(Stored data entries)
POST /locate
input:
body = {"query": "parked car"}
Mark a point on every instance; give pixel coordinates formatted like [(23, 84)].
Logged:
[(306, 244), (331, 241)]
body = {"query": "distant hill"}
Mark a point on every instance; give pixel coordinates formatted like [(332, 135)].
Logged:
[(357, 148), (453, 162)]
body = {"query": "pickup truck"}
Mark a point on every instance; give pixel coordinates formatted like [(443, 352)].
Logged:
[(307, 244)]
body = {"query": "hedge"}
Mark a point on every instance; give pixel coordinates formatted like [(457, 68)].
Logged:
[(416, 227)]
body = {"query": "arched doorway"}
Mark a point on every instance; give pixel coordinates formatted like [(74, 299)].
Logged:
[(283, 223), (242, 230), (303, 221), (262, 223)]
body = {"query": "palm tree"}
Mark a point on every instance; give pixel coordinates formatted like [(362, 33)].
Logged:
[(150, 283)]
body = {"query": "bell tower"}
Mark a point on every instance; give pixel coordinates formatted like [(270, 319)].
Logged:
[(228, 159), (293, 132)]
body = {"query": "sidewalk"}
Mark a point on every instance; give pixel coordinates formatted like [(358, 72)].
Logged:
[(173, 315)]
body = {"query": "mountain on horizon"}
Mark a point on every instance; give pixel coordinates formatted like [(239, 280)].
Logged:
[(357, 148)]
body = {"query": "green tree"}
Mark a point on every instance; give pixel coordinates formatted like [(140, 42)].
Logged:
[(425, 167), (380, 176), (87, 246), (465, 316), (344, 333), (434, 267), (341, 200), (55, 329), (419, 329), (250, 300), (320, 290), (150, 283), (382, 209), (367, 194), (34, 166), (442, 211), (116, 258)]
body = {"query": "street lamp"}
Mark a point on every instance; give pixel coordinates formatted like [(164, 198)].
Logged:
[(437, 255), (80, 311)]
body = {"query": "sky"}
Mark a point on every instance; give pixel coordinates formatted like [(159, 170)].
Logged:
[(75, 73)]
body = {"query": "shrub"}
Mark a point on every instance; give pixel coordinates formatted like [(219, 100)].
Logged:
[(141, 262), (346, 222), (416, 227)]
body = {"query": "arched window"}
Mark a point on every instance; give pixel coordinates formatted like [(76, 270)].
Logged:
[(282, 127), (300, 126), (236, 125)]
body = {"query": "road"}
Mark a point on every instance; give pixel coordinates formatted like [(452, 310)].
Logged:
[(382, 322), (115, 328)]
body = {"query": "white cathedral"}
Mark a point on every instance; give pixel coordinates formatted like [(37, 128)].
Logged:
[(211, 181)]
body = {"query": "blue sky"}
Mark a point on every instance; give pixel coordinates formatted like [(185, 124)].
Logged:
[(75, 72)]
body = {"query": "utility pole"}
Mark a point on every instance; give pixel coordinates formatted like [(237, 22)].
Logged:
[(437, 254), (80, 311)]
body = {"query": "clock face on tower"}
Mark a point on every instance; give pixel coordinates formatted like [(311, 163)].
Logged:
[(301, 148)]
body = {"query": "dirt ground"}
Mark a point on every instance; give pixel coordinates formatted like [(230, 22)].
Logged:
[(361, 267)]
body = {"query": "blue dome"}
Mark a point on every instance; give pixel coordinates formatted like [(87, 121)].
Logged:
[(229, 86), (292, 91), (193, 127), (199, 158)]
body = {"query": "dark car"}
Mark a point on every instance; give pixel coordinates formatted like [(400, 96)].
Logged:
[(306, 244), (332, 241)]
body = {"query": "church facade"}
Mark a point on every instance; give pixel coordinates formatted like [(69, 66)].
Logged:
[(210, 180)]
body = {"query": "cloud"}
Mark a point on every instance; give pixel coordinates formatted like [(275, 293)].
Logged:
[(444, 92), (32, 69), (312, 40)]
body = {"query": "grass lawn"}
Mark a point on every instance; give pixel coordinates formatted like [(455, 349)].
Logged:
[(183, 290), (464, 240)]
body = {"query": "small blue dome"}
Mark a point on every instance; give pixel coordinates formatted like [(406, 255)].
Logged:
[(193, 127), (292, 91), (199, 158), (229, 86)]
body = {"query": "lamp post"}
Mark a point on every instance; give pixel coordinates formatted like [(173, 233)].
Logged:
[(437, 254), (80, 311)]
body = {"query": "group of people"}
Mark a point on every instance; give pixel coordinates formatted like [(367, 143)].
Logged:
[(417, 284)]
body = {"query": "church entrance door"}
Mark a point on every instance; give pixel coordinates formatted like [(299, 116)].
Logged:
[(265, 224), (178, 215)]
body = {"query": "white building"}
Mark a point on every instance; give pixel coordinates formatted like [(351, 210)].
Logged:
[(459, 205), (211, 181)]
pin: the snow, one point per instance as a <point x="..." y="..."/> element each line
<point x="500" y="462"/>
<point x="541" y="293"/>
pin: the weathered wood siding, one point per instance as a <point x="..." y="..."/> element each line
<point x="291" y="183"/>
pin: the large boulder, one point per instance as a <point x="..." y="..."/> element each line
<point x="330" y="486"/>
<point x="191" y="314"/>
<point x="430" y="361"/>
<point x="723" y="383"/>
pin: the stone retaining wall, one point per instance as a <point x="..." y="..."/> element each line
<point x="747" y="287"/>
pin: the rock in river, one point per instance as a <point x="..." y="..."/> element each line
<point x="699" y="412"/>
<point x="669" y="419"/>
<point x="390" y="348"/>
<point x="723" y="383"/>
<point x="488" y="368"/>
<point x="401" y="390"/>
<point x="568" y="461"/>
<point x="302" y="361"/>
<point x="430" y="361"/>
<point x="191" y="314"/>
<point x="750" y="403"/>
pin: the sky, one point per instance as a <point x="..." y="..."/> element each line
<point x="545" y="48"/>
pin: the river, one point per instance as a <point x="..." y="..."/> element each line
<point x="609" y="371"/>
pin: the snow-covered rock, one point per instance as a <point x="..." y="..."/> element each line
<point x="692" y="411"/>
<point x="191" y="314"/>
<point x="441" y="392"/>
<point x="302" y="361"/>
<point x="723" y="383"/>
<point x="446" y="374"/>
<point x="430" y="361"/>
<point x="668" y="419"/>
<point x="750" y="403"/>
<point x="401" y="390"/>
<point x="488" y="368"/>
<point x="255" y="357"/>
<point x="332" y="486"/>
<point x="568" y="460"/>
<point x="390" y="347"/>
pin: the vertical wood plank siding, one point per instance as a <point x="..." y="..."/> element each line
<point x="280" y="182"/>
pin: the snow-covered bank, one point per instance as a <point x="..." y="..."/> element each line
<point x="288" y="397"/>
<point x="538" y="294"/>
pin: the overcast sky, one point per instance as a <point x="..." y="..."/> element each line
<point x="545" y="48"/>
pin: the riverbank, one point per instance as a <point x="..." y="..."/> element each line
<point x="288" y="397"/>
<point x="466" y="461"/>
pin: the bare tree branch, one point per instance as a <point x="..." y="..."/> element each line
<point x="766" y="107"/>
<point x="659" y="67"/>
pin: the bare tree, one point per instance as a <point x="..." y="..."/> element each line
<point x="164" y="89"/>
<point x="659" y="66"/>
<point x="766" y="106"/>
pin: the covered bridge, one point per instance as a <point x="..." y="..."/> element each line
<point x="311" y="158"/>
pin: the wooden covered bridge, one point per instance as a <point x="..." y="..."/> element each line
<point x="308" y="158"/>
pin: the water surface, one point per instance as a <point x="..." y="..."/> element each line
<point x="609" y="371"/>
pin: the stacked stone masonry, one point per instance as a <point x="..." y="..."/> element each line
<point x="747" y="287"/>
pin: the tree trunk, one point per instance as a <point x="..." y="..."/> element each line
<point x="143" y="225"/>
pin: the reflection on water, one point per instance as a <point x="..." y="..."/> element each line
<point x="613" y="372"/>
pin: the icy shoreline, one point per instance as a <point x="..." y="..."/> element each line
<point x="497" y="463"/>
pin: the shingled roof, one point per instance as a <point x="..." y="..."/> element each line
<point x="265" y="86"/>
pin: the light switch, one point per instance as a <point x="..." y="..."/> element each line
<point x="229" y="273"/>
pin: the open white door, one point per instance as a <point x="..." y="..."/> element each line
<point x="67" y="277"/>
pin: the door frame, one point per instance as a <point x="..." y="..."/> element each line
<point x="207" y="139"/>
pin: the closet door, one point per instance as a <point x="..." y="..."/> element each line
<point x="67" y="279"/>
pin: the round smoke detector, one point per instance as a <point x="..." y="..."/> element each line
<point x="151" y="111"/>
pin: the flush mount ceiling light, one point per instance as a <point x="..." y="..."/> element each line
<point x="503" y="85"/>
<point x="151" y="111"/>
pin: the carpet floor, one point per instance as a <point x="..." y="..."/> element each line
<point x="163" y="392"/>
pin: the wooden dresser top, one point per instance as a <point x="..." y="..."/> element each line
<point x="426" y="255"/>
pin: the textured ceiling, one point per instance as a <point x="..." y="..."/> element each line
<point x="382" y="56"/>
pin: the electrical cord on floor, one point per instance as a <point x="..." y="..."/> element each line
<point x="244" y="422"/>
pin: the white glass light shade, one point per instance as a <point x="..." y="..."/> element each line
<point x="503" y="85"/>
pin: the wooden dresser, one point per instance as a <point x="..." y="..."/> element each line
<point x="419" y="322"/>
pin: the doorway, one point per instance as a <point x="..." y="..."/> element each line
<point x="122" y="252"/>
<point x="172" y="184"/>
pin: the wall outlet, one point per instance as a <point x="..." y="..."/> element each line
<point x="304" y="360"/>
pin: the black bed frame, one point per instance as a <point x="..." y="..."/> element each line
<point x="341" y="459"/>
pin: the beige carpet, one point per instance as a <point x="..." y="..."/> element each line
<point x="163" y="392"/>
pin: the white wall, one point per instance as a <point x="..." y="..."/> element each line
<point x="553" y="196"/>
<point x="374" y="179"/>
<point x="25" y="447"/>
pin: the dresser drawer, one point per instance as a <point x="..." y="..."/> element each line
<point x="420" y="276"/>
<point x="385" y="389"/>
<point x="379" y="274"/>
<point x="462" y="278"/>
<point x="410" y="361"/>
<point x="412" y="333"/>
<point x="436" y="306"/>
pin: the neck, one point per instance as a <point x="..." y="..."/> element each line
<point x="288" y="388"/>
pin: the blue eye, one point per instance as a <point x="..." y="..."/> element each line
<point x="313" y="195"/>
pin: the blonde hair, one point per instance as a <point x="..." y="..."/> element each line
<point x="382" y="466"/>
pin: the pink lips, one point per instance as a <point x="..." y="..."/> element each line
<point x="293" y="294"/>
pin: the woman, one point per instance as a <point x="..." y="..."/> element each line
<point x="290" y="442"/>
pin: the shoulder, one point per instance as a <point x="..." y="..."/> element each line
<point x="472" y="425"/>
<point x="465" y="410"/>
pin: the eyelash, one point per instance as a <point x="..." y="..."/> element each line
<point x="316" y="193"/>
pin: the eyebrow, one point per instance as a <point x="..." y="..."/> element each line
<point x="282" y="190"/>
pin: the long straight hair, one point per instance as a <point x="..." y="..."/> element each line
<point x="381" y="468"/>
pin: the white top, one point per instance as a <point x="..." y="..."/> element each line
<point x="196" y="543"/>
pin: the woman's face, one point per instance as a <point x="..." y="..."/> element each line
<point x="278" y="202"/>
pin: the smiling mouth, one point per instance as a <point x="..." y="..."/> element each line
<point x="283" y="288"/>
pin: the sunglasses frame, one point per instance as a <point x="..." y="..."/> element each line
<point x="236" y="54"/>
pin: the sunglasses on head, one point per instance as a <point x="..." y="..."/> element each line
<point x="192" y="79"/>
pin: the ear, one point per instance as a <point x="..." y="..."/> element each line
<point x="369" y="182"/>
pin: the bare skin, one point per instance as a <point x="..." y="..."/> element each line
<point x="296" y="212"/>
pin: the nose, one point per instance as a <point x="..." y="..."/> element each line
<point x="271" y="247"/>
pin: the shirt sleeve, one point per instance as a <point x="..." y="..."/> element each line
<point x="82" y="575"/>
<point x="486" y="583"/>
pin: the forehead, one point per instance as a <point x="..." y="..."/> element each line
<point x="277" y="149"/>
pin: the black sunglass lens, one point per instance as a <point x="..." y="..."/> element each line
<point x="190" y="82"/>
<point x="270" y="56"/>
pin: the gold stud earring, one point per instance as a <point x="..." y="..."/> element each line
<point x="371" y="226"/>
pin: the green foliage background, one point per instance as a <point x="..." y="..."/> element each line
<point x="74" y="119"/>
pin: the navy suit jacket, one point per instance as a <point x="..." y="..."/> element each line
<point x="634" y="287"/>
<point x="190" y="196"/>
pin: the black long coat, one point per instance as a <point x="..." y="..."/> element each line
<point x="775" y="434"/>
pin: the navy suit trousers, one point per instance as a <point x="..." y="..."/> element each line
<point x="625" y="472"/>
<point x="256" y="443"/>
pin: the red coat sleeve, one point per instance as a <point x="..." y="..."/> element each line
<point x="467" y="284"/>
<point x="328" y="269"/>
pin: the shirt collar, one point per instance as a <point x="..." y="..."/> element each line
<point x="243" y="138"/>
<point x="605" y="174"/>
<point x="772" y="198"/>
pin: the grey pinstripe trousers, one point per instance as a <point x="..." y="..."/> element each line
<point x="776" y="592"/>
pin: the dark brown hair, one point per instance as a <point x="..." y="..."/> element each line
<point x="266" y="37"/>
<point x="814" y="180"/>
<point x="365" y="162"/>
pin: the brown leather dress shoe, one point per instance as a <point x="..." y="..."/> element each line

## EXERCISE
Using the entries above, return each line in which the word "dome" occurs.

## RESULT OF THE EXERCISE
body = {"query": "blue dome"}
body = {"query": "small blue dome"}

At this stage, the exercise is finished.